(Prompt 1):
Answer these questions from the article about the Shopify memory leak:
(a) What errors did users see when the app crashed?
(b) What does the article call the golden rule for tracking down a leak?
(c) Who built Memprof?
(Prompt 2):
Carry the article about the Shopify memory leak forward from its final sentence, in the same voice.

(Text excerpt):
══════════

How bad can memory leaks get?

This begins the story of a rampant memory leak we experienced at Shopify at the beginning of this year. Here’s a graph showing the memory usage of one of our app servers during that time.

You can see that memory consumption continues to grow unhindered as time goes on! Those first two spikes which break the 16G mark show that memory consumption climbed above the limit of physical memory on the app server, so we had to rely on the swap. With that large spike the app actually crashed, raising Errno::ENOMEM errors for our users.

After that you can see many smaller spikes. We wrote a script to periodically reboot the app, which releases all of the memory it was using. This was obviously not a sustainable solution. Case in point: the last spike on the graph shows that we had an increase in traffic which resulted in memory usage growing beyond the limits of physical memory again.

So, while all this was going on we were searching high and low to find this memory leak.

Where to begin?

The golden rule is to make the leak reproducible. Like any bug, once you can reproduce it you can surely fix it. For us, that meant a couple of things:

  1. When testing, reproduce your production environment as closely as possible. Run your app in production mode on localhost, set up the same stack that you have on production. Ensure that you are running the same exact versions of the software that is running on production.

  2. Be aware of any issues happening on production. Are there any known issues with the production environment? Losing connections to the database? Firewall routing traffic properly? Be aware of any weird stuff that’s happening and how it may be affecting your problem.

Memprof

Now that we’ve laid out the basics at a high level, we’ll dive into a tool that can help you find memory leaks.

Memprof is a memory profiling tool built by ice799 and tmm1. Memprof does some crazy stuff like rewriting the current Ruby binary at runtime to hot patch features like object allocation tracking. Memprof can do stuff like tell you how many objects are currently alive in the Ruby VM, where they were allocated, what their internal state is, etc.

VM Dump

The first thing that we did when we knew there was a problem was to reach into the toolbox and try out memprof. This was my first experience with the tool. My only exposure to the tool had been a presentation by @tmm1 that detailed some heavy duty profiling by dumping every live object in the Ruby VM in JSON format and using MongoDB to perform analysis.

Without any other leads we decided to try this method. After hitting our staging server with some fake traffi we used memprof to dump the VM to a JSON file. An important note is that we did not reproduce the memory leak on our staging server, we just took a look at the dump file anyway.

══════════

(Excerpted data):
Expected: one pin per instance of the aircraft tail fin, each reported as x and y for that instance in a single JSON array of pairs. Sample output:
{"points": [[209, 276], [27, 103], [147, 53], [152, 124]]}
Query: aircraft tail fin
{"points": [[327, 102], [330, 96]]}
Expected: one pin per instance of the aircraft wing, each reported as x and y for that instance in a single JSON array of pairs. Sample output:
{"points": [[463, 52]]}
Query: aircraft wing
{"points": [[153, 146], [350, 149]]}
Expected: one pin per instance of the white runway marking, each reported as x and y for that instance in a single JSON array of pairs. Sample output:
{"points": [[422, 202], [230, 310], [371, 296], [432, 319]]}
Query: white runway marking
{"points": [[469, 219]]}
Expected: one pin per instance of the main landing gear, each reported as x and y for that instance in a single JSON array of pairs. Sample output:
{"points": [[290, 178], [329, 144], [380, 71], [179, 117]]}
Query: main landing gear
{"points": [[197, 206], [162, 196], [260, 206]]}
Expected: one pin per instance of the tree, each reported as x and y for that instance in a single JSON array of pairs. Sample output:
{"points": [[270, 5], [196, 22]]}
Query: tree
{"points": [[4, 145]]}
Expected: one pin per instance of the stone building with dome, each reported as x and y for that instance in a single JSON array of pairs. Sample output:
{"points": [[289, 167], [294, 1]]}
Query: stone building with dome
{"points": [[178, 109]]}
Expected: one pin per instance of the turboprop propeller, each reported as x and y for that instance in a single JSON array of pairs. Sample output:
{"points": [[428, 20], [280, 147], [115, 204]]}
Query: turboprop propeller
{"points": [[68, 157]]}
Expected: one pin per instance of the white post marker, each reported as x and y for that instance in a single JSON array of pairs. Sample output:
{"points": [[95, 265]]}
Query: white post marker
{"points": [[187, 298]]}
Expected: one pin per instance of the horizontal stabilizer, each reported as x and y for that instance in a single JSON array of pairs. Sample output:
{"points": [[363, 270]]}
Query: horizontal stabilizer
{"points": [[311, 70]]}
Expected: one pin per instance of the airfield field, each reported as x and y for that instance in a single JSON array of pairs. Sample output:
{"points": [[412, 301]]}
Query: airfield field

══════════

(Right answer 1):
(a) Errno::ENOMEM errors.
(b) To make the leak reproducible.
(c) ice799 and tmm1.

(Right answer 2):
Our dump of the VM came out at about 450MB of JSON. We loaded it into MongoDB and did some analysis. We were surprised by what we found. There were well over 2 million live objects in the VM, and it was very difficult to tell at a glance which should be there and which should not.

As mentioned earlier there are some objects that you want to ‘leak’, especially true when it comes to Rails. For instance, Rails uses ActiveSupport::Callbacks in many key places, such as ActiveRecord callbacks or ActionController filters. We had tons of Proc objects created by ActiveSupport::Callbacks in our VM, but these were all things that needed to stick around in order for Shopify to function properly.

This was too much information, with not enough context, for us to do anything meaningful with.

Memprof stats

More useful, in terms of context, is having a look at Memprof.stats and the middleware that ships with Memprof. Using these you can get an idea of what is being allocated during the course of a single web request, and ultimately how that changes over time. It’s all about noticing a pattern of live objects growing over time without stopping.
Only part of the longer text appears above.